◆ **What the exercise asks**:
Can you transcribe every record below exactly as it appears?
━━━━━ Provided material
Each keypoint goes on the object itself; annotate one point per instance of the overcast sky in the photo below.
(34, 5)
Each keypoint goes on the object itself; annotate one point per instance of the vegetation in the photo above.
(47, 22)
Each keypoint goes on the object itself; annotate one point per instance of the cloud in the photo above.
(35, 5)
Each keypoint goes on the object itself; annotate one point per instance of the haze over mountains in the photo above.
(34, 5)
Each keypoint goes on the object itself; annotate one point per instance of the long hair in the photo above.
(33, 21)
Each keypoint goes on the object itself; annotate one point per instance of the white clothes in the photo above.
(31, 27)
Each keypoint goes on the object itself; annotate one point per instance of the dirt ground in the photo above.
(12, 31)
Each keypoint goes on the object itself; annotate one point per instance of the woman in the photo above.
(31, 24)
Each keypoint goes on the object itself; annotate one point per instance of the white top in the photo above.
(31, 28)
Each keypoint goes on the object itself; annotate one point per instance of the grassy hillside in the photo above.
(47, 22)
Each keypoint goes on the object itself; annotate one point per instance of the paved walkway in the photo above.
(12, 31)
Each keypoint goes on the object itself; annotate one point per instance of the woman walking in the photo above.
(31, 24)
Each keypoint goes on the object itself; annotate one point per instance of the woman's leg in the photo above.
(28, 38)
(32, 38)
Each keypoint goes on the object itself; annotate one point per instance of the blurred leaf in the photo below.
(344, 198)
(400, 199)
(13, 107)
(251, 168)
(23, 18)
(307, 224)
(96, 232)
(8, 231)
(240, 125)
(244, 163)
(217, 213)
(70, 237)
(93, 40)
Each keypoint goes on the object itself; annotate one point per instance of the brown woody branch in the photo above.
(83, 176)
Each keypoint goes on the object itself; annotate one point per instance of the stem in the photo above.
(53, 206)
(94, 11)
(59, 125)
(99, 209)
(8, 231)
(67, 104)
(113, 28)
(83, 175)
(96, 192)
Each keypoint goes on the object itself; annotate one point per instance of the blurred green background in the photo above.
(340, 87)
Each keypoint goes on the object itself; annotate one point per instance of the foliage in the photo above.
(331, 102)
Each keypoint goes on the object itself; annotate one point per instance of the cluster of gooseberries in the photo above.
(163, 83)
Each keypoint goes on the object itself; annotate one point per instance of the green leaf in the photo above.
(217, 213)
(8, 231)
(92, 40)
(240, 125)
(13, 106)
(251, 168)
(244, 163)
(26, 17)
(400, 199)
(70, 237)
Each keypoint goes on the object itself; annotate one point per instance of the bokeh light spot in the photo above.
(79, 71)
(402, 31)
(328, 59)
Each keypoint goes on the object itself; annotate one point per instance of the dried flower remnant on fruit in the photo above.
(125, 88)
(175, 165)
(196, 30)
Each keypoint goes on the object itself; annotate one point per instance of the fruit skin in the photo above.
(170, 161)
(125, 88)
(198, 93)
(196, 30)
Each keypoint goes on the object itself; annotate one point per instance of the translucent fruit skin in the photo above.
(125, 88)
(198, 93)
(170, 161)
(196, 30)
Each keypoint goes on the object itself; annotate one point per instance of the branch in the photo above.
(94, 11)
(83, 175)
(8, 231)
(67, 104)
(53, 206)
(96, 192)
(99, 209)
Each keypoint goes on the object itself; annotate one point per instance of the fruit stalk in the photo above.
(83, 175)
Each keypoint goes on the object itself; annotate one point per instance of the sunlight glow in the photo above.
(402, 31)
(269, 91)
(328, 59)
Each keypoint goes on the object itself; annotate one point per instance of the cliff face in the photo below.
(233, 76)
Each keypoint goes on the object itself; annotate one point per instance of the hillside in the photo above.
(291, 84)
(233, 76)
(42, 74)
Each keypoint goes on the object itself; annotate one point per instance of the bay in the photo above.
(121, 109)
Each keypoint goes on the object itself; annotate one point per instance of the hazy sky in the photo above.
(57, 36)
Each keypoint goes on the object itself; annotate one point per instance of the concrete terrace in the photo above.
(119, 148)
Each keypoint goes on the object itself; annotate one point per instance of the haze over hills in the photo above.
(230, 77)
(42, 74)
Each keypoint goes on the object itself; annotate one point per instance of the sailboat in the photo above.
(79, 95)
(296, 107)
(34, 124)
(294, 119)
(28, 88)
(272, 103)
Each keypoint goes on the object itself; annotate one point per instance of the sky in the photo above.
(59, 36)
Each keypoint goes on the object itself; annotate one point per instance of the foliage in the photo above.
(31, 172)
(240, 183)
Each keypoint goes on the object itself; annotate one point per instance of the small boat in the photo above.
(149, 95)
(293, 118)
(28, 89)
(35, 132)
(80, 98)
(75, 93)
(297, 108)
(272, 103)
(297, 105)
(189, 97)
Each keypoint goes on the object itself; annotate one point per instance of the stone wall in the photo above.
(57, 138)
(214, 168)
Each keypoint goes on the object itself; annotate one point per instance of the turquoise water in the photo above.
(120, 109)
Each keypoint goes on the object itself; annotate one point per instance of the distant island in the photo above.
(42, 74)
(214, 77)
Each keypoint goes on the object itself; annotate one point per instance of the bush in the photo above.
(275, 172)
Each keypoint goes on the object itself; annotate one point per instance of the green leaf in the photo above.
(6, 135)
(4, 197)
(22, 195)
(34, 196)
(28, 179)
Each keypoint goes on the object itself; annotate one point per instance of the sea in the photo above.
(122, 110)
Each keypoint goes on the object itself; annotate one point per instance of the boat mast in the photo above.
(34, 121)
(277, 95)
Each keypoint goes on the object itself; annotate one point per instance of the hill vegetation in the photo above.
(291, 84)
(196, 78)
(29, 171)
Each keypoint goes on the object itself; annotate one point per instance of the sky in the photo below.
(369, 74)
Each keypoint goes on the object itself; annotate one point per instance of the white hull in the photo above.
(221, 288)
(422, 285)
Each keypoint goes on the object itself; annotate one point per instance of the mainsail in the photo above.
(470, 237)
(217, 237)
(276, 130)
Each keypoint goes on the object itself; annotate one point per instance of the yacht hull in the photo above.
━━━━━━━━━━
◆ **Result**:
Each keypoint goes on the object itself; annotate one point per instance of the overcast sky in the photo below.
(34, 5)
Each keypoint goes on the object itself; annotate one point per instance of the vegetation in the photo above.
(47, 22)
Each keypoint goes on the object itself; annotate one point per instance of the cloud in the photo above.
(35, 5)
Each keypoint goes on the object itself; annotate one point per instance of the haze over mountains in the photo above.
(34, 5)
Each keypoint goes on the object itself; annotate one point per instance of the long hair in the photo above.
(33, 21)
Each keypoint goes on the object itself; annotate one point per instance of the white clothes in the photo above.
(31, 27)
Each keypoint goes on the object itself; annotate one point per instance of the dirt ground in the photo above.
(12, 31)
Each keypoint goes on the object itself; annotate one point per instance of the woman in the photo above.
(31, 24)
Each keypoint goes on the object itself; annotate one point per instance of the white top in the photo above.
(31, 28)
Each keypoint goes on the object itself; annotate one point per instance of the grassy hillside in the photo above.
(47, 22)
Each keypoint goes on the object itself; annotate one point per instance of the paved walkway in the photo above.
(12, 31)
Each keypoint goes on the object itself; annotate one point per instance of the woman walking in the photo above.
(31, 24)
Each keypoint goes on the object itself; annotate one point per instance of the woman's leg in the photo above.
(28, 38)
(32, 38)
Each keypoint goes on the object itself; annotate one point per instance of the blurred leaf in the photo below.
(344, 198)
(400, 199)
(13, 107)
(251, 168)
(23, 18)
(307, 224)
(96, 232)
(8, 231)
(240, 125)
(244, 163)
(217, 213)
(70, 237)
(93, 40)
Each keypoint goes on the object itself; annotate one point per instance of the brown woody branch in the photo above.
(83, 176)
Each keypoint goes on the object itself; annotate one point per instance of the stem in the photo above.
(53, 206)
(94, 11)
(59, 125)
(99, 209)
(8, 231)
(67, 104)
(113, 28)
(83, 175)
(96, 192)
Each keypoint goes on the object itself; annotate one point per instance of the blurred green background in the photo above.
(340, 87)
Each keypoint goes on the object itself; annotate one point per instance of the foliage in the photo above.
(331, 102)
Each keypoint goes on the object itself; annotate one point per instance of the cluster of gooseberries in the photo above.
(163, 83)
Each keypoint goes on the object itself; annotate one point per instance of the green leaf in the photo above.
(217, 213)
(8, 231)
(92, 40)
(240, 125)
(13, 106)
(251, 168)
(244, 163)
(26, 17)
(400, 199)
(70, 237)
Each keypoint goes on the object itself; annotate one point per instance of the bokeh light spot in the photo above.
(79, 71)
(402, 31)
(328, 59)
Each keypoint goes on the object itself; annotate one point per instance of the dried flower remnant on fruit in the photo above.
(125, 88)
(175, 165)
(196, 30)
Each keypoint goes on the object itself; annotate one point per instance of the fruit skin in the photo above.
(170, 161)
(125, 88)
(198, 93)
(196, 30)
Each keypoint goes on the object itself; annotate one point per instance of the translucent fruit skin in the photo above.
(125, 88)
(198, 93)
(170, 161)
(196, 30)
Each keypoint goes on the object itself; annotate one point per instance of the branch in the photo above.
(94, 11)
(83, 175)
(8, 231)
(67, 104)
(53, 206)
(96, 192)
(99, 209)
Each keypoint goes on the object itself; annotate one point per instance of the fruit stalk in the photo above.
(83, 175)
Each keypoint goes on the object itself; annotate one point per instance of the sunlight glow in the photo above.
(402, 31)
(269, 91)
(328, 59)
Each keypoint goes on the object itself; annotate one point per instance of the cliff face in the photo below.
(233, 76)
Each keypoint goes on the object itself; annotate one point per instance of the hillside in the photo above.
(291, 84)
(233, 76)
(42, 74)
Each keypoint goes on the object itself; annotate one point per instance of the bay in the photo above.
(121, 109)
Each keypoint goes on the object itself; annotate one point per instance of the hazy sky in the photo above.
(57, 36)
Each keypoint goes on the object itself; annotate one point per instance of the concrete terrace in the photo above.
(119, 148)
Each keypoint goes on the object itself; annotate one point per instance of the haze over hills in the photo above.
(230, 77)
(42, 74)
Each keypoint goes on the object itself; annotate one point per instance of the sailboat in the photo above.
(79, 95)
(296, 107)
(34, 124)
(294, 119)
(28, 88)
(272, 103)
Each keypoint goes on the object itself; annotate one point per instance of the sky in the photo above.
(59, 36)
Each keypoint goes on the object itself; annotate one point per instance of the foliage in the photo above.
(31, 172)
(240, 183)
Each keypoint goes on the object itself; annotate one point per instance of the small boat in the photo above.
(149, 95)
(293, 118)
(28, 89)
(35, 132)
(80, 98)
(75, 93)
(297, 108)
(272, 103)
(297, 105)
(189, 97)
Each keypoint goes on the object itself; annotate one point per instance of the stone wall in the photo above.
(57, 138)
(214, 168)
Each keypoint goes on the object itself; annotate one point per instance of the turquoise water in the photo above.
(120, 109)
Each keypoint goes on the object itself; annotate one point per instance of the distant island in the photo above.
(42, 74)
(214, 77)
Each keypoint goes on the object itself; annotate one point per instance of the bush in the photo above.
(275, 172)
Each keypoint goes on the object itself; annotate one point per instance of the green leaf in the photo above.
(6, 135)
(4, 197)
(22, 195)
(34, 196)
(28, 179)
Each keypoint goes on the object itself; annotate one point per instance of the sea in the photo above.
(122, 110)
Each keypoint goes on the object itself; annotate one point per instance of the boat mast in the photo above.
(34, 121)
(277, 95)
Each keypoint goes on the object itself; annotate one point per instance of the hill vegetation in the photo above.
(291, 84)
(196, 78)
(29, 171)
Each keypoint goes on the object itself; annotate one point per instance of the sky in the photo below.
(369, 74)
Each keypoint goes on the object itself; annotate one point per instance of the white hull in the photo above.
(221, 288)
(422, 285)
Each keypoint goes on the object itself; annotate one point per instance of the mainsail in the photo above.
(470, 237)
(217, 237)
(276, 130)
Each keypoint goes on the object itself; annotate one point per instance of the yacht hull in the photo above.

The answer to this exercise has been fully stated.